■ **STATED PROBLEM**
In the records below, take the lines from the one containing "Fact-check this for me: the duck body" through the one containing "[[227, 370, 670, 521], [197, 209, 738, 521]]" and reproduce only those lines, swapping "bounding box" for "enclosing rectangle" and leaving everything else unchanged.

■ **DATASET EXTRACT**
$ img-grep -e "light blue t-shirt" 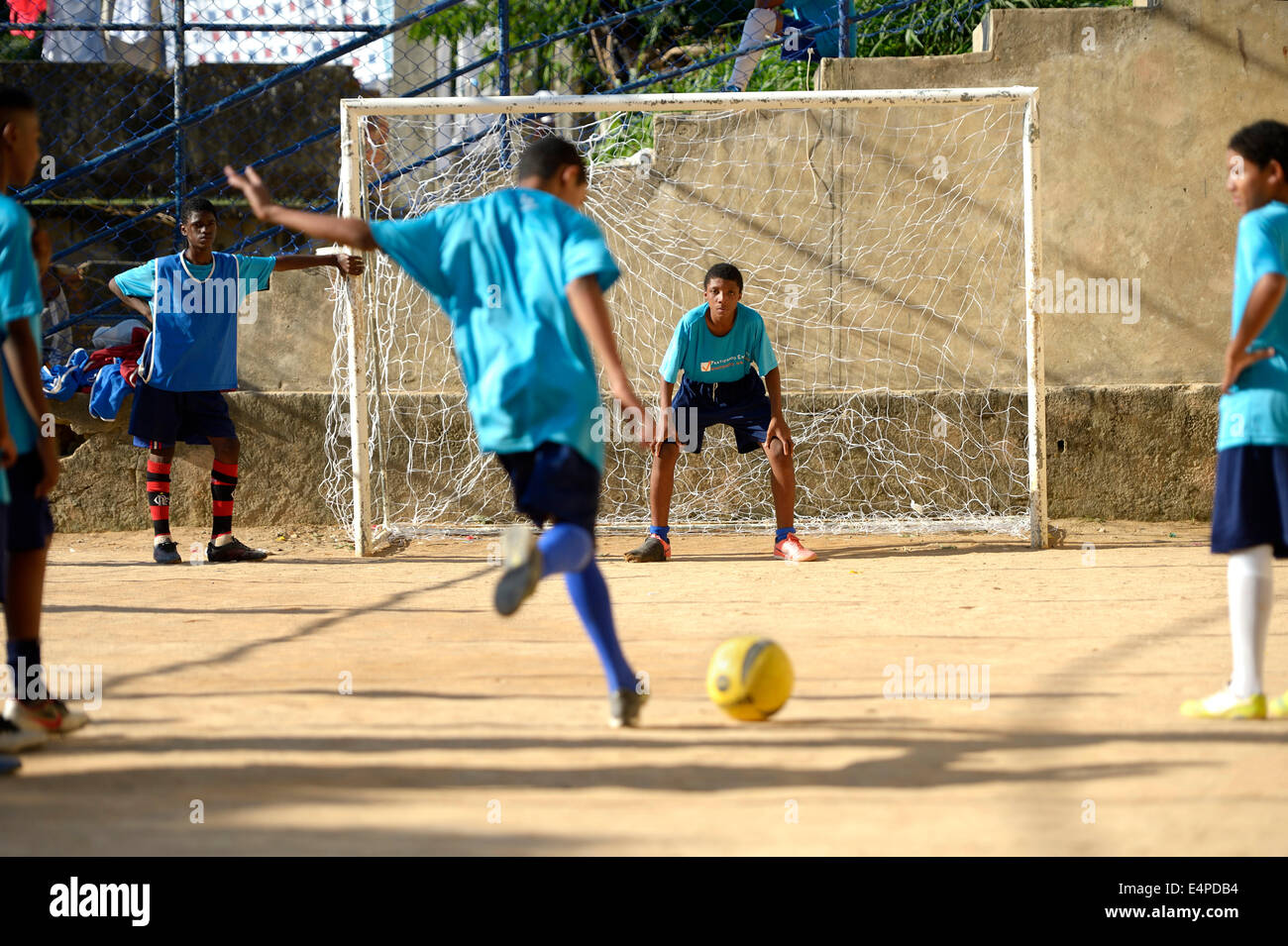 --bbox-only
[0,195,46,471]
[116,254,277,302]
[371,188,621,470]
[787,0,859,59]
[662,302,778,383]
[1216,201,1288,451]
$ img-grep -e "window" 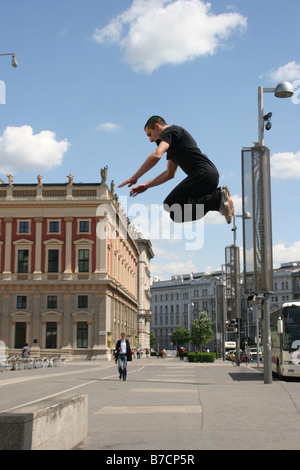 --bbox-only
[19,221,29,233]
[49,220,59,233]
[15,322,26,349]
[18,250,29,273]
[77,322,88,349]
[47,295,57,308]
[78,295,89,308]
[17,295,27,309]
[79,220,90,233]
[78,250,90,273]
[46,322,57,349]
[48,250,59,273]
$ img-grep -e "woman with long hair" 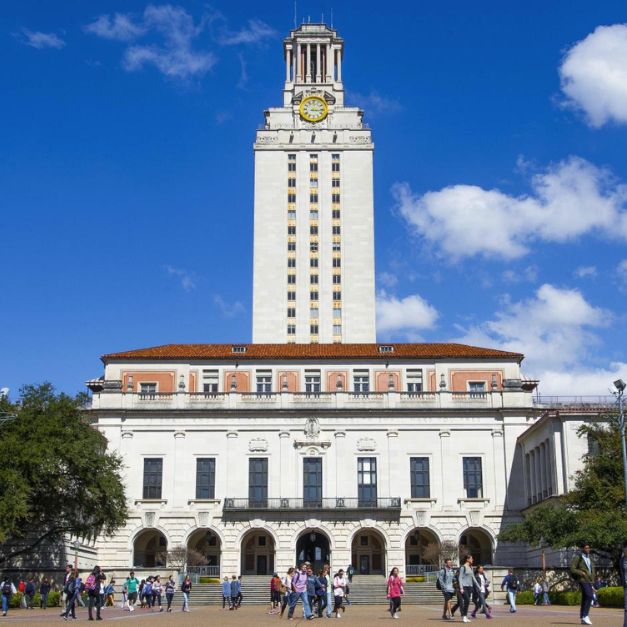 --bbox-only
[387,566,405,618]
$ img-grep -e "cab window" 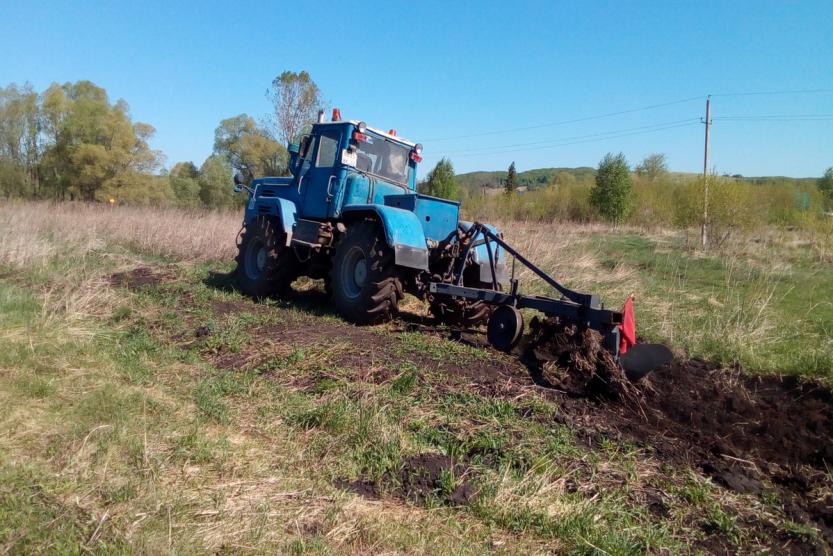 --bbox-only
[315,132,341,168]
* * *
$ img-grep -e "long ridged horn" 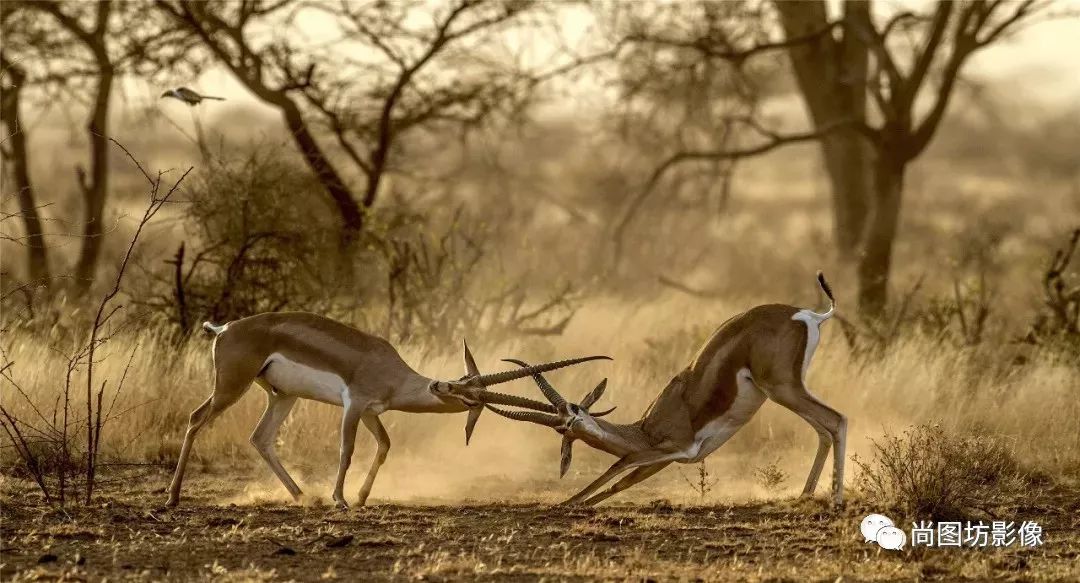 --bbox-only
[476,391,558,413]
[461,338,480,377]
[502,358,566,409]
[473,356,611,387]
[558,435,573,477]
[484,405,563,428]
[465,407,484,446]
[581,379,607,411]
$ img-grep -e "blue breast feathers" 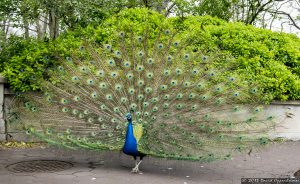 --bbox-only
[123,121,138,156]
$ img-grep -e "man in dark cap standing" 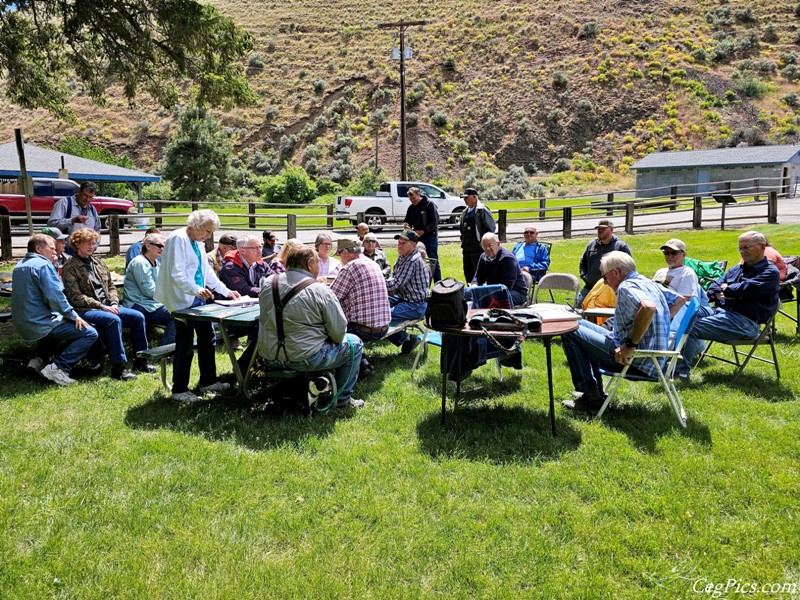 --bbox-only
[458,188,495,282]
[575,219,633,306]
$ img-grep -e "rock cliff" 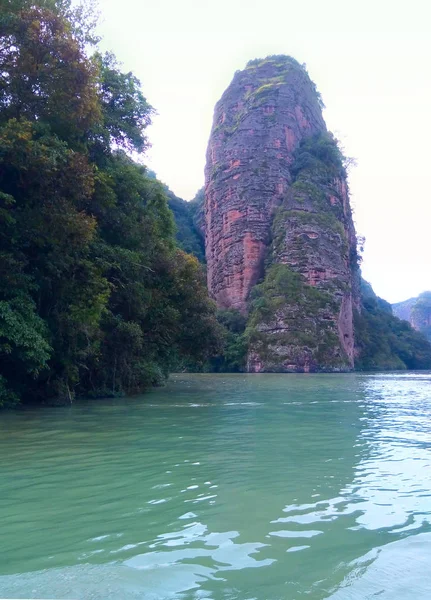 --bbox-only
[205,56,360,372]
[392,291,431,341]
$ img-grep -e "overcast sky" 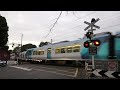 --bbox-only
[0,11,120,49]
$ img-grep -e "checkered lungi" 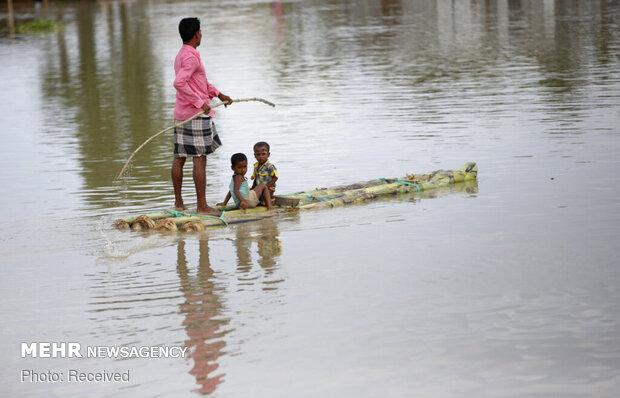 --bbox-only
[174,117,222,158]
---
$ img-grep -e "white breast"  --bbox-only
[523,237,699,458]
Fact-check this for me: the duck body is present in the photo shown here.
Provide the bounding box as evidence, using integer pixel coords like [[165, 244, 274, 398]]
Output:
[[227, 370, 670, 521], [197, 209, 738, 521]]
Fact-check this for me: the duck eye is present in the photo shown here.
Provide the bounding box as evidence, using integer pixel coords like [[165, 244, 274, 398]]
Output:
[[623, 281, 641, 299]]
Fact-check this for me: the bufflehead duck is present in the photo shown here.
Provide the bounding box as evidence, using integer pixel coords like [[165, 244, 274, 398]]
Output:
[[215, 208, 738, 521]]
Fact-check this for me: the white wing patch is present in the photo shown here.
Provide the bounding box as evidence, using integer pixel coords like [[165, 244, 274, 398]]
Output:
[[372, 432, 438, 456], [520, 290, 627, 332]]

■ **WRITTEN RESPONSE**
Fact-check this for me: the duck body is present in the photo shown here.
Provide the enclosing rectangle as evidence, using integer pixel coords like [[165, 244, 274, 398]]
Output:
[[227, 370, 670, 521], [197, 209, 738, 521]]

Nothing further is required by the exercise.